## Actions requises
1. Extrayez de l'extrait sur les porte-conteneurs le passage qui s'ouvre sur les mots contenant « Le premier des » et se termine par « d’Ocean Alliance (NEU6). ». Recopiez-le à l'identique.
2. Prolongez le texte sur les porte-conteneurs géants livrés à Evergreen en reprenant après sa dernière phrase.

## Extrait de la page
____

En juin, dix-neuf porte-conteneurs neufs auront été livrés. MSC, CMA CGM, Evergreen, ONE et même Maersk et PIL, qui avaient déserté les chantiers navals certes pas pour les raisons, auront animé la scène tant en termes de commandes que des livraisons.
La Chine l’a théâtralisé. Le monde sait désormais que la seconde puissance mondiale, et premier ou deuxième constructeur naval selon les mois, a construit le « plus grand porte-conteneur au monde jamais construit par le pays ». Hudong-Zhonghua, familier de la construction des 8 000 EVP, a en effet livré la première unité de plus de 24 000 EVP à Evergreen. La compagnie taïwanaise avait décalé de plusieurs mois, en raison de l’épidémie et des contraintes en Chine, la mise en service de ses mastodontes, les Ever Alot et Ever Apex, confiés aux deux chantiers Hundong Zhonghua et Jiangnan du groupe CSSC, le géant chinois de la construction navale China State Shipbuilding Corp.
Le premier des deux sisterships, l’Ever Alot, construit par Hudong, est aussi le premier d’Evergreen à dépasser la barre des 24 000 EVP. Long de 399,99 et large de 61,5 m, le navire détient désormais le record du plus grand porte-conteneurs au monde, titre jusqu’alors occupé par un autre porte-conteneurs d’Evergreen, l’Ever Ace (23 992 EVP), construit par le sud-coréen Samsung. Ce dernier est exploité depuis juillet sur la boucle Asie-Europe du nord (CEM) dans le cadre d’Ocean Alliance (NEU6).
L’Ever Alot, qui opérera aussi sur la ligne Est-Ouest, est le septième de la classe Evergreen A sur un total de treize, dont quatre seront construits par Hudong-Zhonghua, qui a actuellement neuf porte-conteneurs de 24 000 EVP en commande.

____

## Lignes fournies

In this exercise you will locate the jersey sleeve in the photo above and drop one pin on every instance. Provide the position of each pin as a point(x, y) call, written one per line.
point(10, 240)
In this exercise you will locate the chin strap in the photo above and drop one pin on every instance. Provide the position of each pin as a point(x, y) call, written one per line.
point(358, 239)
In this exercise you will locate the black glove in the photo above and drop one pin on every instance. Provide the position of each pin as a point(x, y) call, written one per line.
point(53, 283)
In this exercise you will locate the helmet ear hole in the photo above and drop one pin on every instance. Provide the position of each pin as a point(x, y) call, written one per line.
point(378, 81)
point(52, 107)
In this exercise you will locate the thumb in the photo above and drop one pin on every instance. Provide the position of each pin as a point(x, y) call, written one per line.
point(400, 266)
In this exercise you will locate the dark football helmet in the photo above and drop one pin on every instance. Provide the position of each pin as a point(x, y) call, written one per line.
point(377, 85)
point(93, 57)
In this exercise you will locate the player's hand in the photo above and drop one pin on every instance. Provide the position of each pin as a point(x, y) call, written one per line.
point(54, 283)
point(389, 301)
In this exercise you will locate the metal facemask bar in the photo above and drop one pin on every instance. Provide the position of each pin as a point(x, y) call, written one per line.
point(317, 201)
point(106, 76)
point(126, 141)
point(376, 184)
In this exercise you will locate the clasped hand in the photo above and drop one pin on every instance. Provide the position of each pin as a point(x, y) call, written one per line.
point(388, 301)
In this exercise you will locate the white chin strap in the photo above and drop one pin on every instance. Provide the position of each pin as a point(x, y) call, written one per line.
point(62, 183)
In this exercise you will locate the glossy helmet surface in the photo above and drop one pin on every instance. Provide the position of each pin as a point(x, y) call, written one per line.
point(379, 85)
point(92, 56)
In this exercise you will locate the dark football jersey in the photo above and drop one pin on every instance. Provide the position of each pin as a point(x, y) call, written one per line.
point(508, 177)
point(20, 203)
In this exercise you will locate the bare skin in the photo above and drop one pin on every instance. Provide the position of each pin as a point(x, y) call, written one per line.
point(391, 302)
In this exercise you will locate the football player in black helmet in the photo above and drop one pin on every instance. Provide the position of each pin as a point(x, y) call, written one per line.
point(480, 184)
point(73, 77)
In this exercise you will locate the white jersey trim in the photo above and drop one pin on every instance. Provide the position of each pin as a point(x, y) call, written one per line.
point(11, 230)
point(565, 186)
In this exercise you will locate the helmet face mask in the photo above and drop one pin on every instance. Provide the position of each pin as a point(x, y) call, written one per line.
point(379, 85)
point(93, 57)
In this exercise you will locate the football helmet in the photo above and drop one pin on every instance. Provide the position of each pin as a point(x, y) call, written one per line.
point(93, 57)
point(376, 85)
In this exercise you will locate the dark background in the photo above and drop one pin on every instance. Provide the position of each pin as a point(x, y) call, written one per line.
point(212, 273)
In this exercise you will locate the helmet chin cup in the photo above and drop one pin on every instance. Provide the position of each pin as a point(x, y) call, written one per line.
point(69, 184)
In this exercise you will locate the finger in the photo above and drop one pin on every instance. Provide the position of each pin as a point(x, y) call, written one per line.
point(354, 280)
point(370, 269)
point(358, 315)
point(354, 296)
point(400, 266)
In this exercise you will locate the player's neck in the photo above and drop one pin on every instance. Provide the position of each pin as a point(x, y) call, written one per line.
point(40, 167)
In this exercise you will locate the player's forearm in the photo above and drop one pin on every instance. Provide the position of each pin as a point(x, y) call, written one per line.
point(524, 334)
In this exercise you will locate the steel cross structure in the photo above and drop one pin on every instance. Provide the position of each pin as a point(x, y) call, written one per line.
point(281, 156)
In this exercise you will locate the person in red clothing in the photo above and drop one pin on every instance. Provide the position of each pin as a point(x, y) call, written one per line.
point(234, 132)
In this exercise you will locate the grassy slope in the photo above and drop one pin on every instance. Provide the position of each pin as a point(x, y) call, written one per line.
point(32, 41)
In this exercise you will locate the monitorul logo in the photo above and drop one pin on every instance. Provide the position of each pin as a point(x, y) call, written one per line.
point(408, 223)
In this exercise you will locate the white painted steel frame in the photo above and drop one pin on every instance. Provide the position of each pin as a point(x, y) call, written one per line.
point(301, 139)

____

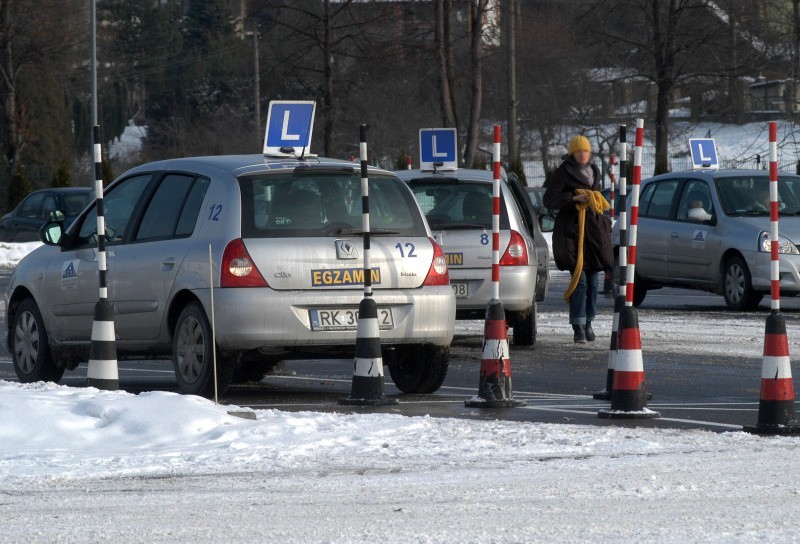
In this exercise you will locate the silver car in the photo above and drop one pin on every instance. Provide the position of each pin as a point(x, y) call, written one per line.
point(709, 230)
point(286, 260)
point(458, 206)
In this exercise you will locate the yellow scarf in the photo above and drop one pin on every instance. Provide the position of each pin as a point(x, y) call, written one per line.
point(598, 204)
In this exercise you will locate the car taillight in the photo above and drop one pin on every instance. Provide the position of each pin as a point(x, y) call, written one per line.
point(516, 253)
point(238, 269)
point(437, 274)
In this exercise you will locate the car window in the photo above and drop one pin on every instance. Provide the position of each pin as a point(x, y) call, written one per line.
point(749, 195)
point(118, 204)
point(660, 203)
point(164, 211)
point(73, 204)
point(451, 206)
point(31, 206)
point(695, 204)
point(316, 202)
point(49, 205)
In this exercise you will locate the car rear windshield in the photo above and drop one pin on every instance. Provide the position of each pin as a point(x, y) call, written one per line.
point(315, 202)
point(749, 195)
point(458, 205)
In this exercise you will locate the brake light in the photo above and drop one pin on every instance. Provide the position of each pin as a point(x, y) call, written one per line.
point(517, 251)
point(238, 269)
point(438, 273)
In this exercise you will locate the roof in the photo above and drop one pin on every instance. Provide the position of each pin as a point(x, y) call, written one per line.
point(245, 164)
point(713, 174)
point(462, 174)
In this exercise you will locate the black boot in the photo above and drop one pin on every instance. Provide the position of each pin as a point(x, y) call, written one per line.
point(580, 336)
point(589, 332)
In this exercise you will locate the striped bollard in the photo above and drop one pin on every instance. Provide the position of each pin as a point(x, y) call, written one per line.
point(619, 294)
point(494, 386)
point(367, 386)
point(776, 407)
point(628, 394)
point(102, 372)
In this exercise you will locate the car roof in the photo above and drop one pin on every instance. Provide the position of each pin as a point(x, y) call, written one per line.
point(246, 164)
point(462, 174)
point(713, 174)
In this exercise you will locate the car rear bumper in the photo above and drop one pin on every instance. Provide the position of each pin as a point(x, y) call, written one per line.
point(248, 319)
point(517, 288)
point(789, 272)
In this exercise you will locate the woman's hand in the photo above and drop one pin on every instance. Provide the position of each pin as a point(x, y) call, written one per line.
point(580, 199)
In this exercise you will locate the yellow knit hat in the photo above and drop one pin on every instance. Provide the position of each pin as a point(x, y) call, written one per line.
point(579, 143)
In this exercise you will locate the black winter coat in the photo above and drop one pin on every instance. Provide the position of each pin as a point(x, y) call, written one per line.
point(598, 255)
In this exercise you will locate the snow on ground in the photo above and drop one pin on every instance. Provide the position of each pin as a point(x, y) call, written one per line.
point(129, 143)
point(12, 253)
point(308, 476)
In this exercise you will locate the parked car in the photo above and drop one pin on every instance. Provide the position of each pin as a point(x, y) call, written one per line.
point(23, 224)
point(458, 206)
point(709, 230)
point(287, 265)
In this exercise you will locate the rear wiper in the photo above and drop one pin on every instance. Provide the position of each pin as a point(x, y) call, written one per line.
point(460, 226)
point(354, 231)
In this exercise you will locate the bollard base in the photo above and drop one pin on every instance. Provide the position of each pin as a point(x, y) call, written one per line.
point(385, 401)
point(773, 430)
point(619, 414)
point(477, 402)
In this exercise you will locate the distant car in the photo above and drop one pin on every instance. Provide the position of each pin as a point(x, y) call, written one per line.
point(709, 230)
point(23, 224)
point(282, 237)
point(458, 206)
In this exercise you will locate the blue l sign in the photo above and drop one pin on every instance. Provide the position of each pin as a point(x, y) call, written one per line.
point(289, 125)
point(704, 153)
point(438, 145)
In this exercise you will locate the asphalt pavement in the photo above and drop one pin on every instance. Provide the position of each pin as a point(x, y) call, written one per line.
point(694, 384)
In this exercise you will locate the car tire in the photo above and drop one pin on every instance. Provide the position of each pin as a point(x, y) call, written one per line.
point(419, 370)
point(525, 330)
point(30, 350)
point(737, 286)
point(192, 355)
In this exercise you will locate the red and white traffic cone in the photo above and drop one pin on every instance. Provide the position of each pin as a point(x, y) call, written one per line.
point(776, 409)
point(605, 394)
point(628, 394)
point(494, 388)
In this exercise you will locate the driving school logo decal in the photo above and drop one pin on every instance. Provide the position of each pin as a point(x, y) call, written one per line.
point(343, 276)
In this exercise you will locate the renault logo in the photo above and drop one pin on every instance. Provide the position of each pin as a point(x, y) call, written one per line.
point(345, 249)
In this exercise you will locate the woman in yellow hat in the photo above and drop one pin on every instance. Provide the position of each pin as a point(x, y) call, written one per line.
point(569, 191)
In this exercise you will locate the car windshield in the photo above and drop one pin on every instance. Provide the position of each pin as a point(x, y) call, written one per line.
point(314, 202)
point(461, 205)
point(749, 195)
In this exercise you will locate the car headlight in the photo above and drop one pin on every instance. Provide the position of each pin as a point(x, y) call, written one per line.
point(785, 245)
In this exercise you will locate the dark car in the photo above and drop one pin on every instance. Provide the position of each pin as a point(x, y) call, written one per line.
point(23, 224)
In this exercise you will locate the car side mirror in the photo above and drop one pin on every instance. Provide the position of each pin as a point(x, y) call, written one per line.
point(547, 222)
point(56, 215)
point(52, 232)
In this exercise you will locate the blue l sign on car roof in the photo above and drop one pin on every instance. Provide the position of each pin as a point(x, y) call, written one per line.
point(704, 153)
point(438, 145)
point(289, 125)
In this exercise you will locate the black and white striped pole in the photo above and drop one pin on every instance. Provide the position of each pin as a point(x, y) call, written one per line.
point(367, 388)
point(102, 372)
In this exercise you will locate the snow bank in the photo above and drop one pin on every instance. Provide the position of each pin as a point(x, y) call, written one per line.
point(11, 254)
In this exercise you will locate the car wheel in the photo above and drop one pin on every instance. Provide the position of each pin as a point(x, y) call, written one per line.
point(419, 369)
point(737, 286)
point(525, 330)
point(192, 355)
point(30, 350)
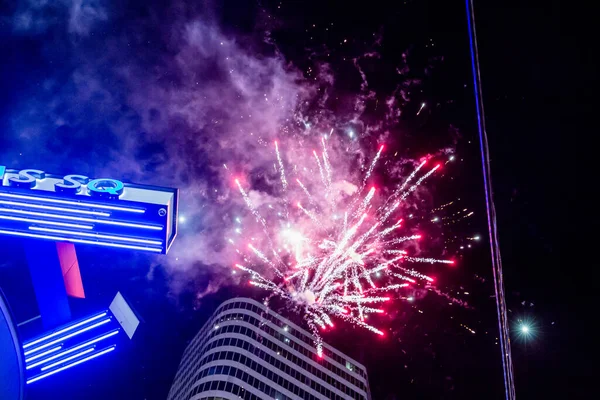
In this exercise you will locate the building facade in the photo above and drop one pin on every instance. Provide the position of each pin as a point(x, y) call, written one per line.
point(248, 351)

____

## Réponses par consigne
1.
Le premier des deux sisterships, l’Ever Alot, construit par Hudong, est aussi le premier d’Evergreen à dépasser la barre des 24 000 EVP. Long de 399,99 et large de 61,5 m, le navire détient désormais le record du plus grand porte-conteneurs au monde, titre jusqu’alors occupé par un autre porte-conteneurs d’Evergreen, l’Ever Ace (23 992 EVP), construit par le sud-coréen Samsung. Ce dernier est exploité depuis juillet sur la boucle Asie-Europe du nord (CEM) dans le cadre d’Ocean Alliance (NEU6).

2.
MSC : les premières livraisons au GNL
Parmi les autres faits marquants du mois de juin, la livraison par Yangzijiang Shipbuilding du MSC Virginia (14 428 EVP), destiné au service New Falcon entre Asie et Moyen-Orient via le sous-continent indien, et sistership du MSC Washington, livré en mars.
Les deux navires ne sont pas anodins : ils sont les tout premiers à double carburant avec le GNL de la flotte du leader mondial dans le transport maritime de conteneurs. Ils inaugurent par ailleurs la nouvelle classe de 14 000 EVP, plus compacte (335 m de long) mais autorisant 20 rangées de conteneurs. Enfin, les cuves de GNL sont de type C et non prismatiques, plus répandues. Les commandes avaient été passées en mars 2020 par le propriétaire de flotte non-exploitant Greathorse Shipping (groupe chinois Tiger) à un prix annoncé de 115 M$ par unité, rappelle Alphaliner.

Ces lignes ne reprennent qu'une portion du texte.